Written request 1:
Summarize the excerpt on tracking books and games in two sentences.

══════════

I'd recommend *American Born Chinese* to anyone who likes middle grades coming of age stories that blend in classic mythology and folktales.
I can type a review or any thoughts I have about the book in the content of the file. Right now, I’m manually including mentions of the book in my week notes, but I’m hoping to eventually transition to the interlinker plugin to automate this. I do a lot of underlining of quotes I love (or have thoughts about) in my physical books; I might start collecting them on these pages, too. The resulting page looks like this.
The games folder works similarly (see pokopia.md):
---
draft: false
title: Pokémon Pokopia
publisher: Omega Force & Game Freak
igdbid: 366893
release: 2026-03-05
genre: sandbox
cover: https://cdn.cassie.ink/images/games/pokopia.jpg
platform: Nintendo Switch 2
rating: ★★★★
trophies:
status: Finished (Main Story)
playtime:
started: 2026-04-05
date: 2026-04-15
summary:
---
I probably could automate some of this frontmatter with an Obsidian plugin, but I don’t really care.

══════════

Written request 2:
In the rows below, reproduce everything from the line containing "Phrase: flower stalk" down to the final row.

[Coordinate annotation records]
══════════

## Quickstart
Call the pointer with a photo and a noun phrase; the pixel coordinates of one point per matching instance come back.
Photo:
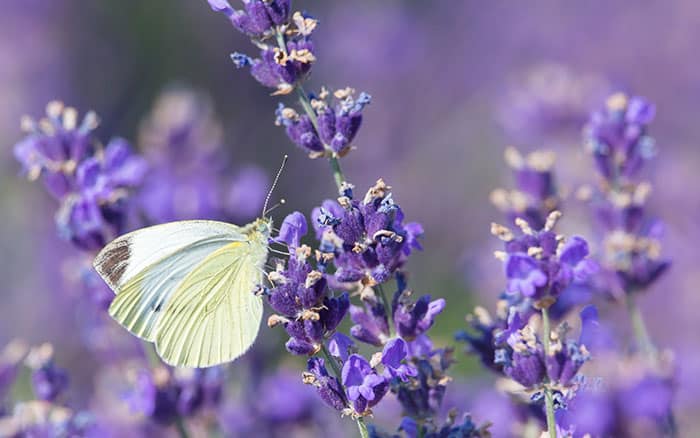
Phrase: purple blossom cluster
(617, 138)
(340, 290)
(47, 414)
(90, 181)
(547, 274)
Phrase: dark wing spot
(115, 262)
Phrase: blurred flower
(365, 387)
(535, 195)
(163, 395)
(90, 181)
(336, 124)
(329, 388)
(190, 176)
(369, 239)
(540, 265)
(48, 380)
(617, 136)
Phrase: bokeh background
(453, 83)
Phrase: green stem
(331, 361)
(308, 109)
(364, 433)
(336, 372)
(548, 398)
(332, 159)
(181, 428)
(639, 328)
(387, 307)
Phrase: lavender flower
(617, 137)
(164, 395)
(540, 265)
(535, 195)
(91, 182)
(369, 240)
(189, 177)
(365, 387)
(48, 380)
(336, 125)
(300, 295)
(329, 388)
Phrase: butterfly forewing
(145, 267)
(213, 316)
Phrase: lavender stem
(548, 399)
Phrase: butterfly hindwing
(213, 316)
(145, 267)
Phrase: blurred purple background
(453, 83)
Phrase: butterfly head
(262, 227)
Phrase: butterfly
(188, 286)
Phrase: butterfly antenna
(274, 183)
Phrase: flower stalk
(548, 398)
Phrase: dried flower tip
(344, 93)
(544, 303)
(39, 356)
(502, 232)
(552, 220)
(376, 359)
(345, 202)
(513, 158)
(524, 226)
(54, 109)
(303, 252)
(275, 320)
(305, 25)
(312, 278)
(379, 190)
(283, 89)
(323, 94)
(308, 378)
(535, 251)
(305, 56)
(276, 277)
(310, 315)
(617, 102)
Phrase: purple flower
(415, 318)
(258, 16)
(365, 388)
(340, 346)
(48, 380)
(540, 265)
(395, 351)
(524, 275)
(293, 229)
(535, 195)
(91, 183)
(329, 388)
(368, 239)
(371, 324)
(617, 136)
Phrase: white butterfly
(188, 286)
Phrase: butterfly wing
(145, 267)
(213, 317)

══════════

Exercise answer 1:
The writer recommends *American Born Chinese* to fans of middle-grade coming-of-age stories that blend in classic mythology and folktales, and can type a review or thoughts about a book into its file. The writer plans to move from manually mentioning books in week notes to the interlinker plugin, and says the games folder works similarly, with frontmatter that could perhaps be automated by an Obsidian plugin.

Exercise answer 2:
Phrase: flower stalk
(548, 398)
Phrase: dried flower tip
(344, 93)
(544, 303)
(39, 356)
(502, 232)
(552, 220)
(376, 359)
(345, 202)
(513, 158)
(524, 226)
(54, 109)
(303, 252)
(275, 320)
(305, 25)
(312, 278)
(379, 190)
(283, 89)
(323, 94)
(308, 378)
(535, 251)
(305, 56)
(276, 277)
(310, 315)
(617, 102)
Phrase: purple flower
(415, 318)
(258, 16)
(365, 388)
(340, 346)
(48, 380)
(540, 265)
(395, 351)
(524, 275)
(293, 229)
(535, 195)
(91, 183)
(329, 388)
(368, 239)
(371, 324)
(617, 136)
Phrase: white butterfly
(188, 286)
Phrase: butterfly wing
(145, 267)
(213, 317)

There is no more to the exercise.